■ **Do this**: Copy the part that opens with the line containing "Where can the man standing" and closes with the line containing "column 325, row 212", substituting "raft" for "canoe" and changing nothing else.

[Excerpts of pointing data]

------------------------------------------------

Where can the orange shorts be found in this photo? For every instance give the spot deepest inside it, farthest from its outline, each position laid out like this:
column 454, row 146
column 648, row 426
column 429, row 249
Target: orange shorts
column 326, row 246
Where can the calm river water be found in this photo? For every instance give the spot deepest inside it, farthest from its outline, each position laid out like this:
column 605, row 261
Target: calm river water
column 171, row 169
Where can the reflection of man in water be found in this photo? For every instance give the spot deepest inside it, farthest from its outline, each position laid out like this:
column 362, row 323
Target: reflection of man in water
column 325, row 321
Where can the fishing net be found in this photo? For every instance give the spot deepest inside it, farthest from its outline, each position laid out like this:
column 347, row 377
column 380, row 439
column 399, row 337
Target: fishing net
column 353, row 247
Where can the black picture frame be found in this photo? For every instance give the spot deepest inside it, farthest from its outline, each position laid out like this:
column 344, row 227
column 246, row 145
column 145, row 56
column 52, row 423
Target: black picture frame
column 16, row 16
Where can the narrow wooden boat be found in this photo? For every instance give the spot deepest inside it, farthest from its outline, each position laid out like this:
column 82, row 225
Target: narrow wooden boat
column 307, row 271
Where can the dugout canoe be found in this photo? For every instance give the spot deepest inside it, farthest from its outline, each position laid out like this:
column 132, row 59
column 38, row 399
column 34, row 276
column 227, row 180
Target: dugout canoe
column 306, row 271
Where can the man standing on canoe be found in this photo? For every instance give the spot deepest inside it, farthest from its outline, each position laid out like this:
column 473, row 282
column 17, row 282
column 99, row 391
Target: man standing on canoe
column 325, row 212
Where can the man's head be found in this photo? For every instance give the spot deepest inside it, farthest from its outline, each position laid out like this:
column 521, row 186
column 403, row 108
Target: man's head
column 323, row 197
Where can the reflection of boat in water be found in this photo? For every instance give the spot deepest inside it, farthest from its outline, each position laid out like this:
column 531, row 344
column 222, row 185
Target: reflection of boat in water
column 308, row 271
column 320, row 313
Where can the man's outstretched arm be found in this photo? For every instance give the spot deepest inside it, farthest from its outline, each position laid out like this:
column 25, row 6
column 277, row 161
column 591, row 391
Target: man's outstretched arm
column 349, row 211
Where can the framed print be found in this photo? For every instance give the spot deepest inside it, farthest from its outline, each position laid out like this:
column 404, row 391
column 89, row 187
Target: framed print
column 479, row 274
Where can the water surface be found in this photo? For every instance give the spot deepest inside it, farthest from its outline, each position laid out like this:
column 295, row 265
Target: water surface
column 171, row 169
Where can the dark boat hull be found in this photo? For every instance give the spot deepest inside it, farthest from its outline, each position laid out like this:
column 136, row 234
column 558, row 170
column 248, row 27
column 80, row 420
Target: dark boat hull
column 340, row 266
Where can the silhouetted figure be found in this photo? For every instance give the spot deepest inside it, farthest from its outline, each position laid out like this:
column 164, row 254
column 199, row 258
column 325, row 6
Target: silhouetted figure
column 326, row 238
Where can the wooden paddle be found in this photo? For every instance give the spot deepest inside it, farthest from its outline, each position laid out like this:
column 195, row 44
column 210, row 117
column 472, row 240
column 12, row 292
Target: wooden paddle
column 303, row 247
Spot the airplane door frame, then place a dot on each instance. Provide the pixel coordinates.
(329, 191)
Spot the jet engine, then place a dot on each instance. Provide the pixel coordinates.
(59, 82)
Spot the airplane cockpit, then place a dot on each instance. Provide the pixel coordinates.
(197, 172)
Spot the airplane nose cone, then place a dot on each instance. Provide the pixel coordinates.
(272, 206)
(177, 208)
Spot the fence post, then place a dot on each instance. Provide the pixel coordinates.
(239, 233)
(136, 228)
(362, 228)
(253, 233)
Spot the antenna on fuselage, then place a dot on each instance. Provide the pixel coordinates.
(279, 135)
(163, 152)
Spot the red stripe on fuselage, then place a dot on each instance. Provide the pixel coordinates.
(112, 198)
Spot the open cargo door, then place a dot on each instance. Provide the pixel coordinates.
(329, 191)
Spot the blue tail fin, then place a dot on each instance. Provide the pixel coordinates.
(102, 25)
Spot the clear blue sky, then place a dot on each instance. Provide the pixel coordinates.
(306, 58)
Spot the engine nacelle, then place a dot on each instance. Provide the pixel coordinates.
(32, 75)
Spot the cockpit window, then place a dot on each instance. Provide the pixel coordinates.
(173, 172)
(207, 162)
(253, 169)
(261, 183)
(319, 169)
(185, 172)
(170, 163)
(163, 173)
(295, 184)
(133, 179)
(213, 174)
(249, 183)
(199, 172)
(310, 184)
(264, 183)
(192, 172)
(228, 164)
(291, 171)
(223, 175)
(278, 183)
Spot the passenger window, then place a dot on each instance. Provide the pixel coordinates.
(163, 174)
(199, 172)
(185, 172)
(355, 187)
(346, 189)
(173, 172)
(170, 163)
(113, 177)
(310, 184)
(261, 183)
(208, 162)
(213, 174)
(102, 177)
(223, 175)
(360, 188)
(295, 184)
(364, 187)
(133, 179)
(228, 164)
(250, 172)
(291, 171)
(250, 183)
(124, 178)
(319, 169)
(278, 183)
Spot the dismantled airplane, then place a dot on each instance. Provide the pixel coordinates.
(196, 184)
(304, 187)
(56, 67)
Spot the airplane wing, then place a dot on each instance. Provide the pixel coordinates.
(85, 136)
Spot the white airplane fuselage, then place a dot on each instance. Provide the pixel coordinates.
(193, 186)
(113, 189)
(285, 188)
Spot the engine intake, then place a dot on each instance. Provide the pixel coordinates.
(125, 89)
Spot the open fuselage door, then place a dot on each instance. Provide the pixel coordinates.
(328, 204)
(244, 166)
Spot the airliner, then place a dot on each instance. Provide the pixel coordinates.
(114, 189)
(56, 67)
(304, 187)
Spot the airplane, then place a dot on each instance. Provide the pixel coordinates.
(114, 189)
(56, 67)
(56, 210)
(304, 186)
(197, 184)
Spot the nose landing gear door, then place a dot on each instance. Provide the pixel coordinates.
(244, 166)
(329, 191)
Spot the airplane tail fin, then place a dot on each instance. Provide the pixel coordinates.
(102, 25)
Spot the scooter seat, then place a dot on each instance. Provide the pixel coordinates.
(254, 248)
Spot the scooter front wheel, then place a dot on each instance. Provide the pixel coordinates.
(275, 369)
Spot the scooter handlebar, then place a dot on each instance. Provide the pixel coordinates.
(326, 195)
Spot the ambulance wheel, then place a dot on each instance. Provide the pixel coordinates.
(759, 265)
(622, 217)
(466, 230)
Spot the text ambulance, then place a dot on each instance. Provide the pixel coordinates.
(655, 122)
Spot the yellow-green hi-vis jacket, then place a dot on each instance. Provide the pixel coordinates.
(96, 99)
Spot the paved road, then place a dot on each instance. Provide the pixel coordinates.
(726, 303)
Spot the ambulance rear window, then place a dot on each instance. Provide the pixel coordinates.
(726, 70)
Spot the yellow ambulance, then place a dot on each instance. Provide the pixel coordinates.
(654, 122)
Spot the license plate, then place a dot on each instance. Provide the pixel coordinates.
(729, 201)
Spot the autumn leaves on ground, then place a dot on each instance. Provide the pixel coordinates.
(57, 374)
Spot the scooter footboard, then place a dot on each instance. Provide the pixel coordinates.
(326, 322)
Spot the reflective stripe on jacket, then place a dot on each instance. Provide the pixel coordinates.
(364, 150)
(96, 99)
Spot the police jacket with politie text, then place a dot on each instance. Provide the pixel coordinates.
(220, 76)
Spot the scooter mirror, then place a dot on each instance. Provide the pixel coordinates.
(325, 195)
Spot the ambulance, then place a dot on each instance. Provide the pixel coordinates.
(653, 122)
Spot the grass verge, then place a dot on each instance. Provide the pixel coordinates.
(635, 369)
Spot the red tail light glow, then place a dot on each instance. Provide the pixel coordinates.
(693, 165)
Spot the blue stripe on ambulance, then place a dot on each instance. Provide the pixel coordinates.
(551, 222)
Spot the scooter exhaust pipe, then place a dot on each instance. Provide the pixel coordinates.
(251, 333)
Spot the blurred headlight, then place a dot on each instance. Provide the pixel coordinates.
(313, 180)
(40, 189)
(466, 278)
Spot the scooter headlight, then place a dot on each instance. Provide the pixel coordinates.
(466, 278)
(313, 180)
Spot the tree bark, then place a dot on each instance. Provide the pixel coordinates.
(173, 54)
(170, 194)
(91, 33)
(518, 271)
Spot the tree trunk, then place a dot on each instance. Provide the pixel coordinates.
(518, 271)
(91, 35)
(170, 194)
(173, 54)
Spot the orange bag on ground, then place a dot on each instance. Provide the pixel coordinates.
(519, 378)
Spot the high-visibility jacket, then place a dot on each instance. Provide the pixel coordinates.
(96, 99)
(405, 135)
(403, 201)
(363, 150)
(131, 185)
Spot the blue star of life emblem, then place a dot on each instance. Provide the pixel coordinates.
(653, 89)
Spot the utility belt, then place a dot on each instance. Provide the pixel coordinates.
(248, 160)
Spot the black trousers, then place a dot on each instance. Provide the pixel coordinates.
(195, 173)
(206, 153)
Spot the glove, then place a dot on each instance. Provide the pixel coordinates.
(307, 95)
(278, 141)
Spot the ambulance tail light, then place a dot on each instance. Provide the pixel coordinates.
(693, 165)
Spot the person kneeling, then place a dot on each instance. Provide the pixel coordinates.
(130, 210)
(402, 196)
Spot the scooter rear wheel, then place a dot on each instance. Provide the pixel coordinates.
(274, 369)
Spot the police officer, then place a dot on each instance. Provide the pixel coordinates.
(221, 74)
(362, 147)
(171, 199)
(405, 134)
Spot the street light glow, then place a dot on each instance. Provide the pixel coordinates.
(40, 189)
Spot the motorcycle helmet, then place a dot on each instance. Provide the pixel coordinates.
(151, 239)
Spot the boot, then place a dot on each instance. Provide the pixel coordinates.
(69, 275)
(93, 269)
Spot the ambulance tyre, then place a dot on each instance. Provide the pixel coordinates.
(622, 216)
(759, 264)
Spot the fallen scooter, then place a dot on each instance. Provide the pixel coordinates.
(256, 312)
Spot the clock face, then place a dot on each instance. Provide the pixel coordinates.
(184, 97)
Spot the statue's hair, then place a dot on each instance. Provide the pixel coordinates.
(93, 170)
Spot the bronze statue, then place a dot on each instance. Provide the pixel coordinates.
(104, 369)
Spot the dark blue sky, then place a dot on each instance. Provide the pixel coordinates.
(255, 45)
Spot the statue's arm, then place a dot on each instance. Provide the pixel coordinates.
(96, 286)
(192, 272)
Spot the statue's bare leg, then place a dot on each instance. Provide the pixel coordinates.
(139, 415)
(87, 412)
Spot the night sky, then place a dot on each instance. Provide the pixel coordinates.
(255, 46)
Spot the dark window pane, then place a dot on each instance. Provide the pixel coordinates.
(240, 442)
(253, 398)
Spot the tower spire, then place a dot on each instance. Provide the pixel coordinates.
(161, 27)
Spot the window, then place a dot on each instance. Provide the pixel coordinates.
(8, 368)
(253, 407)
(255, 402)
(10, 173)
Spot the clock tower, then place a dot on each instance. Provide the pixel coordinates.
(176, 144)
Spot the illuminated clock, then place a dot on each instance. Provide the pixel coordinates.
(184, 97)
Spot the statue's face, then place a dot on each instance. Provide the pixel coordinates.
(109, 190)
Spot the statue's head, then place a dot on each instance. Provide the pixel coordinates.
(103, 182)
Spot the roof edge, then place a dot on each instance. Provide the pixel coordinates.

------------------------------------------------

■ **Task answer**:
Where can the man standing on raft be found in this photo? For every instance give the spot deepest inside it, farthest from its outline, each position laid out like this:
column 473, row 282
column 17, row 282
column 99, row 391
Target: man standing on raft
column 325, row 212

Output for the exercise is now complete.